Available data ::

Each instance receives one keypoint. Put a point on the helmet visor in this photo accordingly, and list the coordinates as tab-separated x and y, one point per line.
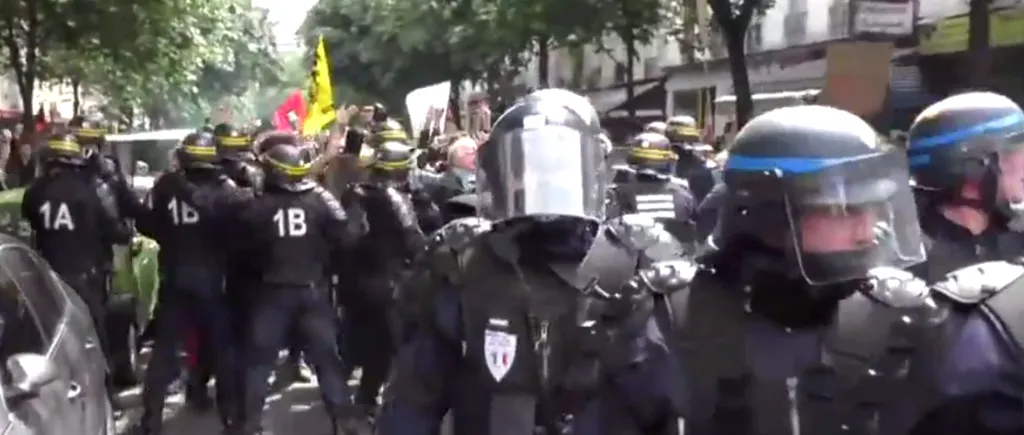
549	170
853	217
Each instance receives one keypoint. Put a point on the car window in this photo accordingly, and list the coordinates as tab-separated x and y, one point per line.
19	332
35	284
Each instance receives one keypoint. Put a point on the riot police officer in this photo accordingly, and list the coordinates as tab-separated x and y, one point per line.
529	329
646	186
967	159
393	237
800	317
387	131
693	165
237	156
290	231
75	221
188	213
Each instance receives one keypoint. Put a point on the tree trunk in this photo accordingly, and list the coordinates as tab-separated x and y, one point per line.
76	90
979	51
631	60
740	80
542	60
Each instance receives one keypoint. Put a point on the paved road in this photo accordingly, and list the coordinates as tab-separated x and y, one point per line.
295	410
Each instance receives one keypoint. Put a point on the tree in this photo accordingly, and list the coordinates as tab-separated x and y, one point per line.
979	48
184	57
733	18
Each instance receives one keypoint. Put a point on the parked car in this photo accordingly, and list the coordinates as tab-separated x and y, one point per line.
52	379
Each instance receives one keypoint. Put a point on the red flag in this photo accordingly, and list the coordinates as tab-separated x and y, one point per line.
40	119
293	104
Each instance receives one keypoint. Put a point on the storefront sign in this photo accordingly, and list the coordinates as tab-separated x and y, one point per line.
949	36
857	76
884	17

Exercise :: Exactly as written, give the entries above again, with no images.

Completed exercise ::
Each instance receives one keypoint. Put a point on the helmet visor in this photo accordingly, and list the coordinates as tab-separated x and y, one point per line.
549	170
853	217
Each instance receives one keypoint. Put a point on the car window in this photo accordingly, and list the coordinates as tab-separated x and y, one point per line.
19	332
35	284
Each instance receives one keypoint. Put a point on the riot police officer in this photo accordingly, and list the coordinates as tab-separated x and y, one point per line.
529	329
646	186
967	159
393	237
800	317
387	131
693	165
237	156
290	231
75	221
188	213
Each instance receives one keypoint. Put a point on the tree trunk in this photo accordingly, and list the coordinates as tab-separated x and y, one point per line.
76	90
979	51
631	60
740	80
542	60
Each instance receives one keypoint. Put a point on the paved road in this photo accordingly, and list the coordinates as tab-separated x and y, one point per line.
295	410
Each instance receives one keypoint. Put a point on the tree in this photo accordingly, and list the coordinates as tab-separated x and y, one point per line.
979	48
184	57
733	18
Each instance receives one keypoint. Put a point on the parked car in this photo accordingly, and list the coordinates as tab-separated x and y, one point per line.
52	379
Each instance receives one keypoint. Put a point on the red flag in this photo accordingly, and list the coordinates as tab-separated x and y, one point per line.
40	119
293	104
Each instance receives one keypoint. Put a point on the storefront sign in this photo accordingly, and list the coordinates as tab-separated x and y, one point per line.
949	36
857	76
884	17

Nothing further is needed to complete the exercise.